**À faire:**
1. Les affirmations suivantes concordent-elles avec l'extrait sur le droit de clore ? Répondez par oui ou par non et citez à chaque fois les mots décisifs du texte. (a) La liste dérogatoire est d'interprétation stricte. (b) La décision du 6 février 2013 portait sur les aires de stationnement. (c) Le texte tient l'objectif de protection des sites pour un objectif d'intérêt général.
2. Reprenez l'extrait sur le droit de clore dans les espaces remarquables là où il s'arrête.

**Extrait choisi:**
───
Cette solution a aussi contre elle de solides arguments.

D'abord, s'agissant d'une liste dérogeant à une inconstructibilité de principe posée par le législateur, elle est d'interprétation stricte. Votre jurisprudence l'a illustré à plusieurs reprises : à propos d'une aire de jeu et de sport (11) ; à propos d'une aire de stationnement (à l'époque où elles ne figuraient pas dans la liste) (12) ; à propos d'une cale d'accès à la mer (13).

Ensuite, la compléter implique que vous endossiez le rôle du pouvoir réglementaire -et, accessoirement, de la section des travaux publics du Conseil d'Etat-. Si nous ne sommes pas par principe hostile à ce que le juge administratif, aux côtés de la gomme, use parfois le crayon, nous estimons plus difficile de le faire dans certaines configurations que dans d'autres, en particulier dans des domaines où les textes sont nombreux, les interventions du pouvoir réglementaire et même du législateur fréquentes, les règles touffues et pesées au trébuchet -surtout s'il s'agit pour le juge non pas d'apporter au texte une légère retouche, mais d'y ajouter un nouvel alinéa-.

Un tel effort ne nous semblerait surmontable que si nous avions la conviction d'y être à coup sûr obligée. Vous y avez d'ailleurs consenti dans un tel cas en jugeant, par une décision du 6 février 2013 (14), que le pouvoir réglementaire n'avait pu, en ne les mentionnant pas dans sa liste, exclure la possibilité de réaliser les aménagements légers nécessaires à la lutte contre l'incendie.

Mais en l'espèce, nous n'avons pas la certitude que la suppression du droit de clore au nom de la protection des espaces remarquables soit une atteinte disproportionnée au droit de propriété. Il existe de nombreuses configurations dans lesquelles clore n'est pas possible, en particulier en cas d'entrave à la libre circulation dans certains espaces. Ainsi, l'article L. 441-3 du Code de l'urbanisme (N° Lexbase : L3472HZM) a longtemps permis à l'autorité compétente de s'opposer définitivement à l'édification d'une clôture si les travaux faisaient obstacles à la libre circulation des piétons admise par les usages locaux ; sur la bande littorale ou en bordure de lac, le droit de clore est limité par l'existence de servitudes de passage ; il peut aussi buter sur des contraintes de sécurité. Nous n'avons pas grand doute pour admettre que l'objectif de protection des sites posé par le législateur est d'intérêt général et nous notons d'ailleurs qu'il justifie de nombreuses atteintes au droit de propriété, pouvant aller jusqu'à la privation du droit de construire. La privation du droit de clore, dans ces conditions, ne nous émeut pas au point que nous nous sentions tenus de vous inciter à rectifier de vous-même une erreur du pouvoir réglementaire.
───
(Entrées de données enregistrées)
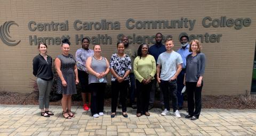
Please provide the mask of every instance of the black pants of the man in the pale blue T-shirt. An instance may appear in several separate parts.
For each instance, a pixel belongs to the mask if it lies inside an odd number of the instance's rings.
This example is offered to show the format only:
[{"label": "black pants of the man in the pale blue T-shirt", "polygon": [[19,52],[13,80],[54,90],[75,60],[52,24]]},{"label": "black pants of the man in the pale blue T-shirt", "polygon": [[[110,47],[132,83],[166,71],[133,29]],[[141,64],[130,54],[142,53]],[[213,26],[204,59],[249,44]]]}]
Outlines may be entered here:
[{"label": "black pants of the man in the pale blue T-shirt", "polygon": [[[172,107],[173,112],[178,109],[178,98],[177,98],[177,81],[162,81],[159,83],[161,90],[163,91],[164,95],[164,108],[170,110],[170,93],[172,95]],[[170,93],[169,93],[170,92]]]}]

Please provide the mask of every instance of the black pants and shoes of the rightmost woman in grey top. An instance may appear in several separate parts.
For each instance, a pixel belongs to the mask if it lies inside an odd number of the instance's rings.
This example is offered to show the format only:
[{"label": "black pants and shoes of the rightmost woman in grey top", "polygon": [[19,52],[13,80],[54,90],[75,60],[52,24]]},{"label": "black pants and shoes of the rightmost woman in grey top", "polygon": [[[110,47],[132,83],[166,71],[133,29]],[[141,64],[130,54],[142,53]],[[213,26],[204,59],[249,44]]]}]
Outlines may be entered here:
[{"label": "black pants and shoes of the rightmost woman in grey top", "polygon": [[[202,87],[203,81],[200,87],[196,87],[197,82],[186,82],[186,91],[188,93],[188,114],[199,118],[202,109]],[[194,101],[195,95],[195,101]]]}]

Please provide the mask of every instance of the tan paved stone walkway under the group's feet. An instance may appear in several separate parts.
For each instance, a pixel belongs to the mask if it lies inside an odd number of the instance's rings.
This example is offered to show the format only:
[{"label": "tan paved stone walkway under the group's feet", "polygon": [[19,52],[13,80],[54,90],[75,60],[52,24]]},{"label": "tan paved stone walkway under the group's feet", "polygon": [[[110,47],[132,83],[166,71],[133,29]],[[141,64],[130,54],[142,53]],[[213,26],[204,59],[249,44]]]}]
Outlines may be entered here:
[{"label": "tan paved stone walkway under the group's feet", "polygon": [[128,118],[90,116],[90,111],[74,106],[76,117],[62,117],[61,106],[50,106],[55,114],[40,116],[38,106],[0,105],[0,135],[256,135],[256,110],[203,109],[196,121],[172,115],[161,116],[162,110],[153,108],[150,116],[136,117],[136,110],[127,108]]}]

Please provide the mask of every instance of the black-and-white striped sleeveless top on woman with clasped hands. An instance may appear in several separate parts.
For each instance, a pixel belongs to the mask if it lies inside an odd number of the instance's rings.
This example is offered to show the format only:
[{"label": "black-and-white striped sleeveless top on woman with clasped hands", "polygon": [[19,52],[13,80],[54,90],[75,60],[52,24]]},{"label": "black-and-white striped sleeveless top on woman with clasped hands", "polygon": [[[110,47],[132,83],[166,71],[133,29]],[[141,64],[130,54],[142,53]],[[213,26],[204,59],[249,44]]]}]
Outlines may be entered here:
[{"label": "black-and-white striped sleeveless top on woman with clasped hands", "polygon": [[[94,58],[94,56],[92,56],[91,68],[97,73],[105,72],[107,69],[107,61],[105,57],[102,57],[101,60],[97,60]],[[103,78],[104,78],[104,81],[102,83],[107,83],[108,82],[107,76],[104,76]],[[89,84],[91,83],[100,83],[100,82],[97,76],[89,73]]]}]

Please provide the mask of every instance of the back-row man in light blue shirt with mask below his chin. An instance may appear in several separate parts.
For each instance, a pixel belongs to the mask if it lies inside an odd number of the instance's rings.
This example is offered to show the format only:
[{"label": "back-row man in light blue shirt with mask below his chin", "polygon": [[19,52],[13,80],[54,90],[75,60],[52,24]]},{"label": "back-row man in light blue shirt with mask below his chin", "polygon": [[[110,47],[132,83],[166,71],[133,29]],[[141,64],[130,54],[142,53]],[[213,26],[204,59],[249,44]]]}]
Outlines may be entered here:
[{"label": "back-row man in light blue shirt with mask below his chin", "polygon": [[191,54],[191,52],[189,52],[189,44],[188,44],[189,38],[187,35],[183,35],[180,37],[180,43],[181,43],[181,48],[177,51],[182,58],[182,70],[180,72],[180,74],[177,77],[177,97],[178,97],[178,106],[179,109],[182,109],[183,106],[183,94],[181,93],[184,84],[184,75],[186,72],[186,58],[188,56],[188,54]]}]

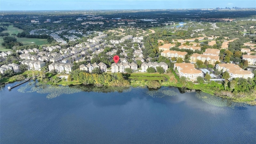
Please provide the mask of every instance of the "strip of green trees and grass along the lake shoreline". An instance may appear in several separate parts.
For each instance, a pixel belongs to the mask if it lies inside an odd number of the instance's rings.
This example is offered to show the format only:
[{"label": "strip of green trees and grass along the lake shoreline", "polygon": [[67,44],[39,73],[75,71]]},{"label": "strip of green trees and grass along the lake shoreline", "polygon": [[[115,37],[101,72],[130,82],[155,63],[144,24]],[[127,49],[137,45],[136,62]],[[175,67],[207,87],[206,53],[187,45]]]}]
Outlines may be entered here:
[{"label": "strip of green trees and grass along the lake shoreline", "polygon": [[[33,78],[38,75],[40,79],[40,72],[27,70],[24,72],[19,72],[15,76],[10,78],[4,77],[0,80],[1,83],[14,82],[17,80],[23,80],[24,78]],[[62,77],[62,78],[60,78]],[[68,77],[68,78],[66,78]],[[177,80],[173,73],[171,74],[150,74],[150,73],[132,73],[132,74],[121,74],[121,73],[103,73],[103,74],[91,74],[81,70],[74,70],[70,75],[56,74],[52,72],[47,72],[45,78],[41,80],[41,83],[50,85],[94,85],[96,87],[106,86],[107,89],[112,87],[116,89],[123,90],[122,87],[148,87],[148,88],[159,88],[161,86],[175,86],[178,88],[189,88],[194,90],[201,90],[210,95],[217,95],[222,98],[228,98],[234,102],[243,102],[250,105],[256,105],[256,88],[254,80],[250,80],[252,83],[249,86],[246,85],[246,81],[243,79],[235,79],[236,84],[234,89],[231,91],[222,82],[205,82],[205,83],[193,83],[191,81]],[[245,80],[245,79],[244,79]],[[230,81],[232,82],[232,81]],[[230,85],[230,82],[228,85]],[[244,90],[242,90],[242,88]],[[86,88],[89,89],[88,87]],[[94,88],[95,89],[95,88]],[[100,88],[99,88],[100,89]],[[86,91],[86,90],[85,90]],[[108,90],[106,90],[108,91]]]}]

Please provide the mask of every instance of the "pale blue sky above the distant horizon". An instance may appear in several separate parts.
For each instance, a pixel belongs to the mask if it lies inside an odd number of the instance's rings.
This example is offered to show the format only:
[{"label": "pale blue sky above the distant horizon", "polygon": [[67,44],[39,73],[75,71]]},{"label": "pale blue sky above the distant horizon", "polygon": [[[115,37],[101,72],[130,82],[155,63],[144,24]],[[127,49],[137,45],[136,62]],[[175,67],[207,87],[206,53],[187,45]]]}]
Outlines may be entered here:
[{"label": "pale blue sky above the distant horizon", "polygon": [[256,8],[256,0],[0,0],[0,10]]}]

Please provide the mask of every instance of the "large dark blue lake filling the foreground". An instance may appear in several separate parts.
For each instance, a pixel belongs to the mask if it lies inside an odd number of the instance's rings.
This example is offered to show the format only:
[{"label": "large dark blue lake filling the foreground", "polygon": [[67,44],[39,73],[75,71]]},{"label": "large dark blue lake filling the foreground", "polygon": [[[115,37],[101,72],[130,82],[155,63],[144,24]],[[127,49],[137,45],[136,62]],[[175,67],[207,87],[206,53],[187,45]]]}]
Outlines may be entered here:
───
**Réponses dans l'ordre:**
1.
(a) Oui : « elle est d'interprétation stricte ».
(b) Non : « exclure la possibilité de réaliser les aménagements légers nécessaires à la lutte contre l'incendie ».
(c) Oui : « Nous n'avons pas grand doute pour admettre que l'objectif de protection des sites posé par le législateur est d'intérêt général ».

2.
Ce d'autant que si vous nous suivez, la privation du droit de clore découlant de l'application de l'article R. 146-2 ne concernera que ceux des propriétaires qui, soient vivaient très bien sans clôture au moment de l'édiction de la loi "littoral", soit ont acquis leur terrain non clos depuis et en toute connaissance de cause. Car nous vous invitons à faire droit au moyen d'erreur de droit subsidiaire que soulèvent les requérants, tirés de ce que c'est à tort que la cour a refusé d'assimiler la réfection d'une clôture existante à la réfection d'un bâtiment existant, expressément autorisée par le c de l'article R. 146-2. Il nous semble en effet que puisque que l'objet de la législation est de figer autant que possible les espaces remarquables dans leur état d'occupation existant, il serait paradoxal de permettre la réfection de bâtiments déjà implantés et non celle des clôtures les entourant. La situation un brin absurde que décrivent les requérants, conduisant à ne pouvoir réparer une clôture devenue laide et dangereuse par son état de délabrement, sera donc, moyennant le respect des conditions réglementaires, être résorbée par cette voie.

Nous vous invitons donc à annuler l'arrêt de la cour pour erreur de droit à avoir jugé que l'article R. 146-2 du Code de l'urbanisme ne permettait pas la réfection de clôture. Vous renverrez ensuite l'affaire à la cour, à qui il appartiendra de déterminer s'il s'agit bien, pour le tout, d'une réfection en l'espèce, et de vérifier que les conditions par ailleurs posées par l'article R. 146-2 du Code de l'urbanisme sont respectées. Et vous mettrez à la charge de l'Etat les 2 500 euros que la société demande au titre des frais irrépétibles.

Tel est le sens de nos conclusions.


(1) CE 4° et 5° s-s-r., 3 septembre 2009, n° 306298, mentionné aux tables du recueil Lebon (N° Lexbase : A7466EKQ).
(2) V., antérieurement, dans le sens de l'appréciation souveraine, CE, 27 septembre 2006, n° 275923 (N° Lexbase : A3346DRD) ; CE, 6 novembre 2006, n° 282539 (N° Lexbase : A2895DSZ) ; CE, 13 novembre 2002, n° 219034, 219384 (N° Lexbase : A0757A4S). Voir, en revanche, sur le contrôle normal exercé au fond depuis l'origine : CE, 20 novembre 1995, n° 144817 (N° Lexbase : A6588ANC).
(3) CE, 20 mai 2011, n°s 325552, 325553, 335931 (N° Lexbase : A0315HSH).
(4) CE, 26 novembre 2012, n° 354108 (N° Lexbase : A6325IXK).
(5) CE, 20 mai 2011, n°s 325552, 325553, 335931, préc., très explicitement fichée sur ce point.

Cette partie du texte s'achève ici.